- [EXCERPT TO READ]:
Honoring World AIDS Day
On December 1, 1988, World AIDS Day was first observed to raise awareness about HIV/AIDS; to reduce the stigma of those living with it; and to honor and remember the many people who had died from AIDS complications.
HIV (Human Immunodeficiency Virus) affects how immune cells respond to infections, meaning that the body becomes less able or unable to fight off disease. HIV can lead to AIDS -- Acquired Immunodeficiency Syndrome -- when opportunistic infections cause disease or a person’s T-cell count drops below a certain level. Even before 1981, when Gay Men’s Health Crisis was founded in New York and the Centers for Disease Control issued its first advisory related to the virus, HIV/AIDS had already impacted communities in the US, fueling paranoia and leading to further marginalization of the already marginalized communities most at risk.
HIV is passed through blood, semen, vaginal excretions, and breast milk. Condoms and dental dams are two effective ways to decrease the risk of HIV transmission during sex. For folks who use IV drugs (including injectables like steroids), using new needles rather than sharing needles significantly reduces the risk of transmission. In 2012, Pre-exposure Prophylaxis (PreP) and Post-exposure Prophylaxis were introduced as highly effective medications to prevent HIV from taking hold in the body, reducing the risk of getting HIV through sex by about 99%. For folks who do live with HIV, Antiretroviral Therapy (ART) can reduce viral load (the amount of HIV in the body) to non-transmissible levels.
HIV and AIDS are more manageable than they were thirty years ago, yet they are a part of our present as much as they are a part of our past. Many communities have been drastically shaped by HIV and AIDS. And there continue to be high rates of infection, particularly amongst communities of color and for transgender women. And despite the many advances in the care and management of HIV and AIDS as well as increased education, there still remains a great stigma for many living with HIV or AIDS.
On this World AIDS Day, join us to honor those who have died; those who live with HIV/AIDS; those who feel the stigma of HIV/AIDS; and those who continue to move forward with research, education, and stigma-busting activism.

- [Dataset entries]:
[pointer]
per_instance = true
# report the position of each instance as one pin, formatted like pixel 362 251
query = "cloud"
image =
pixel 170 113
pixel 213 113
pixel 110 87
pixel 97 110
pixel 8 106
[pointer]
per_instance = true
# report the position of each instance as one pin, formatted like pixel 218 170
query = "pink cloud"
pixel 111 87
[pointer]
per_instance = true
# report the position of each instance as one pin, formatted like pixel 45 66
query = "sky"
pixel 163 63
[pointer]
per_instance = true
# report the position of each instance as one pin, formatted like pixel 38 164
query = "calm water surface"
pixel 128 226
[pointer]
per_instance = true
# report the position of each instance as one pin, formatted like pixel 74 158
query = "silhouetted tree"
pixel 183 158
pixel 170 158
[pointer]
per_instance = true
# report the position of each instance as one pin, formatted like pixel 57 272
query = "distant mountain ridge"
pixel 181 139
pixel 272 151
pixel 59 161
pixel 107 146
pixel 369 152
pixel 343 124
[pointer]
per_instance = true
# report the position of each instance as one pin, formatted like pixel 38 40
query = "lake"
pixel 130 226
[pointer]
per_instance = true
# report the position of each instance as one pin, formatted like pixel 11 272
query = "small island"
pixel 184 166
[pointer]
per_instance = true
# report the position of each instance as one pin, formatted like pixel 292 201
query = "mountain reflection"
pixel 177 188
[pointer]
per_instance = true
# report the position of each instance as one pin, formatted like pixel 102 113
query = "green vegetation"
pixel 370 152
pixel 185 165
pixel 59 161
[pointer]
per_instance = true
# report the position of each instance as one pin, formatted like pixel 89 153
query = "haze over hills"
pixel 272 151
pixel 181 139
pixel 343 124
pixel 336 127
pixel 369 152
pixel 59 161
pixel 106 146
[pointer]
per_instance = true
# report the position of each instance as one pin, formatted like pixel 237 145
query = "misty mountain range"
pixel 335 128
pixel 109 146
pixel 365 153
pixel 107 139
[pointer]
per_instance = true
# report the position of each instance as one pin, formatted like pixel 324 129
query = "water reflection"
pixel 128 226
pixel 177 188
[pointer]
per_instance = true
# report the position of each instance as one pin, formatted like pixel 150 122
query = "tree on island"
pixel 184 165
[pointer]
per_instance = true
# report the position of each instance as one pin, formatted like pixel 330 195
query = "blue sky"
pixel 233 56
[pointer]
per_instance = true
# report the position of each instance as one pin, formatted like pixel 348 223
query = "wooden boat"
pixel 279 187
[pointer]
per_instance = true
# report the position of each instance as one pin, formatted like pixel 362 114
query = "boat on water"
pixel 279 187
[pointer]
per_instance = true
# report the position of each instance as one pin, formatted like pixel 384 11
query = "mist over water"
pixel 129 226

- [TASK DETAILS]: According to the World AIDS Day text, on what date was World AIDS Day first observed? This material was drawn from a different source than the text.

- [WRITTEN ANSWER]: December 1, 1988.